§ WHAT YOU ARE ASKED TO DO: Here are some records. Copy each one exactly.

§ RECORDED INFORMATION:
++++++

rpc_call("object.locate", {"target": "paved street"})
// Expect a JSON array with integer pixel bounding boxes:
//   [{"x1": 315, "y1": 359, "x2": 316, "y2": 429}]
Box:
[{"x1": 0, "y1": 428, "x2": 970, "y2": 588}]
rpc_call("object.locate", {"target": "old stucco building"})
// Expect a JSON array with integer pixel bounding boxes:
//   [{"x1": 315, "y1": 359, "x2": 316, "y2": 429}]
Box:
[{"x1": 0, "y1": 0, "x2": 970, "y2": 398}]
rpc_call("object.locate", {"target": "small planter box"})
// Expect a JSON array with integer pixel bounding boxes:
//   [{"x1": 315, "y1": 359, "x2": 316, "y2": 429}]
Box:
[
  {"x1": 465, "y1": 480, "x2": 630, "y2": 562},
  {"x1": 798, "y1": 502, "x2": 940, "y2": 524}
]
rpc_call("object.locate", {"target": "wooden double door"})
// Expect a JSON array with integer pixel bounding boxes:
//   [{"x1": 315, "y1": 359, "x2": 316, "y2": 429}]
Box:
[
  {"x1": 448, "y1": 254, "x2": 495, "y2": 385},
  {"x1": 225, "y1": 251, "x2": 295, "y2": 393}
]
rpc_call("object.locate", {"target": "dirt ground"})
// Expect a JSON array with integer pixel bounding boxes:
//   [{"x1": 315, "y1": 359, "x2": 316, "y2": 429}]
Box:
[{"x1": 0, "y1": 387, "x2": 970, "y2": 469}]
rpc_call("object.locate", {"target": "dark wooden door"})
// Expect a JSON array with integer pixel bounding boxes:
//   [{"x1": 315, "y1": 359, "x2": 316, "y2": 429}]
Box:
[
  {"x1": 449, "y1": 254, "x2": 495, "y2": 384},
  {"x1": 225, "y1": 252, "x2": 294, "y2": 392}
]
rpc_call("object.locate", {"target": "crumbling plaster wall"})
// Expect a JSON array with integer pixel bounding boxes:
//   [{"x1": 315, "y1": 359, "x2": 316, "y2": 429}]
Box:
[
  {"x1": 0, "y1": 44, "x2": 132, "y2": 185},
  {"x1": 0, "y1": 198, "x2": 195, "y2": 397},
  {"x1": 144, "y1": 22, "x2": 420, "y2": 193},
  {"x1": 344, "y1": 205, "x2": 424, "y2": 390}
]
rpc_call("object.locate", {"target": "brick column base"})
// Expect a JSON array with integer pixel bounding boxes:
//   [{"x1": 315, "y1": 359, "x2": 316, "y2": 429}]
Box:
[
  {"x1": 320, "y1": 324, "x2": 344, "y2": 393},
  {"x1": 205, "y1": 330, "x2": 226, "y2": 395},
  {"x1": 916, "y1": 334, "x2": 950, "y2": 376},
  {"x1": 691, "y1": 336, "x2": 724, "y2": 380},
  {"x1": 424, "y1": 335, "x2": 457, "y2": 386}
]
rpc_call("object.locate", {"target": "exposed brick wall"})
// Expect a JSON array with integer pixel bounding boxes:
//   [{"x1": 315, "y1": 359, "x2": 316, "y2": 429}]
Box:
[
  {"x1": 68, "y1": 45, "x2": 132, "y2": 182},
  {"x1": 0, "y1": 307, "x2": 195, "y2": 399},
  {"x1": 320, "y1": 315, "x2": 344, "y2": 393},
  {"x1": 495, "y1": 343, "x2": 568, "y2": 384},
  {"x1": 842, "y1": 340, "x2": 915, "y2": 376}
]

++++++

§ ANSWER TO THE TASK:
rpc_call("object.locate", {"target": "paved street"})
// Expect a JSON array with integer pixel bounding boxes:
//   [{"x1": 315, "y1": 359, "x2": 316, "y2": 429}]
Box:
[{"x1": 0, "y1": 428, "x2": 970, "y2": 588}]
rpc_call("object.locate", {"target": "old stucco building"})
// Expect a JSON array with integer pixel bounding boxes:
//   [{"x1": 315, "y1": 359, "x2": 316, "y2": 429}]
Box:
[{"x1": 0, "y1": 0, "x2": 970, "y2": 398}]
rpc_call("object.locate", {"target": "small planter box"})
// Expect a JSON array with integer pixel bounding boxes:
//   [{"x1": 315, "y1": 359, "x2": 316, "y2": 429}]
Box:
[
  {"x1": 465, "y1": 480, "x2": 630, "y2": 562},
  {"x1": 798, "y1": 502, "x2": 940, "y2": 524}
]
rpc_call("object.locate", {"target": "wooden double door"})
// Expect a JSON array with integer pixel bounding boxes:
//   [{"x1": 315, "y1": 359, "x2": 316, "y2": 429}]
Box:
[
  {"x1": 448, "y1": 254, "x2": 495, "y2": 385},
  {"x1": 225, "y1": 251, "x2": 295, "y2": 393}
]
rpc_call("object.locate", {"target": "dirt ground"})
// Expect a JSON array with integer pixel bounding boxes:
//   [{"x1": 315, "y1": 359, "x2": 316, "y2": 429}]
Box:
[{"x1": 0, "y1": 387, "x2": 970, "y2": 469}]
rpc_call("object.locate", {"target": "dark wooden door"})
// Expect a JSON array with integer pixel bounding boxes:
//   [{"x1": 315, "y1": 359, "x2": 316, "y2": 429}]
Box:
[
  {"x1": 449, "y1": 254, "x2": 495, "y2": 384},
  {"x1": 225, "y1": 252, "x2": 294, "y2": 392}
]
rpc_call("object.locate", {"target": "crumbling plaster wall"})
// Expect a JSON array with integer pixel bounding boxes:
//   [{"x1": 315, "y1": 359, "x2": 316, "y2": 429}]
Box:
[
  {"x1": 0, "y1": 44, "x2": 132, "y2": 185},
  {"x1": 0, "y1": 198, "x2": 195, "y2": 397},
  {"x1": 144, "y1": 22, "x2": 420, "y2": 193},
  {"x1": 344, "y1": 205, "x2": 424, "y2": 390}
]
rpc_call("object.locate", {"target": "brick column base"})
// Expect a JSON array with integer pixel bounding boxes:
//   [{"x1": 315, "y1": 359, "x2": 316, "y2": 429}]
Box:
[
  {"x1": 320, "y1": 324, "x2": 344, "y2": 393},
  {"x1": 205, "y1": 330, "x2": 226, "y2": 395},
  {"x1": 916, "y1": 334, "x2": 950, "y2": 376},
  {"x1": 691, "y1": 336, "x2": 724, "y2": 380},
  {"x1": 424, "y1": 335, "x2": 457, "y2": 386}
]
rpc_call("object.locate", {"target": "exposed brick wall"})
// Expect a JSON array with integer pixel bounding boxes:
//   [{"x1": 315, "y1": 359, "x2": 316, "y2": 429}]
Box:
[
  {"x1": 68, "y1": 45, "x2": 132, "y2": 182},
  {"x1": 0, "y1": 307, "x2": 195, "y2": 399},
  {"x1": 320, "y1": 315, "x2": 344, "y2": 393},
  {"x1": 495, "y1": 343, "x2": 568, "y2": 384},
  {"x1": 842, "y1": 340, "x2": 915, "y2": 376}
]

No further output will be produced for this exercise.